Written instruction: State how many of the lines below contain the string "query". Give only the number.
● ● ● ● ● ● ●
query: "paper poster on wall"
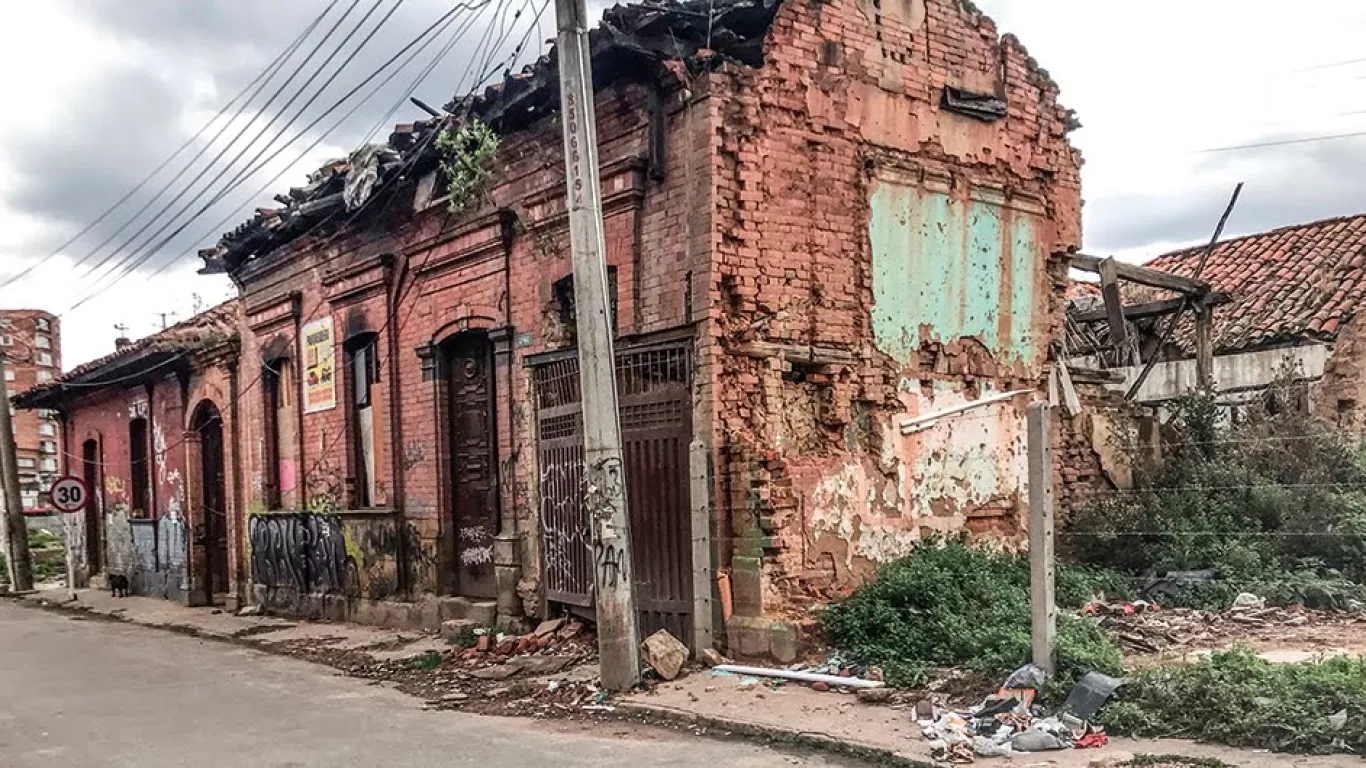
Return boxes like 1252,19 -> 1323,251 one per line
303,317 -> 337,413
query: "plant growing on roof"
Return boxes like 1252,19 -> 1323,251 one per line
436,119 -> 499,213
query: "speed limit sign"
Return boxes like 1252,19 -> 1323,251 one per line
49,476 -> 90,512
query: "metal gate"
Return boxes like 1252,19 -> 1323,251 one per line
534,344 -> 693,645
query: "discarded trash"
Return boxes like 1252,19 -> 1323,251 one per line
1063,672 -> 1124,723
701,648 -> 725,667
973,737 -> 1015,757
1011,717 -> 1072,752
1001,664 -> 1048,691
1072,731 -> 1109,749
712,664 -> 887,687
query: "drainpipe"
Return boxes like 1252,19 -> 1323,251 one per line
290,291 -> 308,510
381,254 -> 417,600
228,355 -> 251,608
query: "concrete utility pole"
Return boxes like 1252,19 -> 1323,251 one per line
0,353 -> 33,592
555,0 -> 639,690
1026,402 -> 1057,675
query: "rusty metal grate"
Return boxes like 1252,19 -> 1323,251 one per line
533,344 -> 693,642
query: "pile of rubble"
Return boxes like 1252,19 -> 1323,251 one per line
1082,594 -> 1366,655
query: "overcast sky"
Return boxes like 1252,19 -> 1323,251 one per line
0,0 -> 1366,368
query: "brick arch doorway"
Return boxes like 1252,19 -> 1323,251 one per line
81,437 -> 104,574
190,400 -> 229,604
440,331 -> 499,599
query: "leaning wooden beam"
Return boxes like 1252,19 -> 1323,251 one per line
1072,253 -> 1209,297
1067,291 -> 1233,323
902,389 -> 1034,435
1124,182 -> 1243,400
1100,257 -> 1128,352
● ● ● ● ● ● ●
Response to the exercise: 12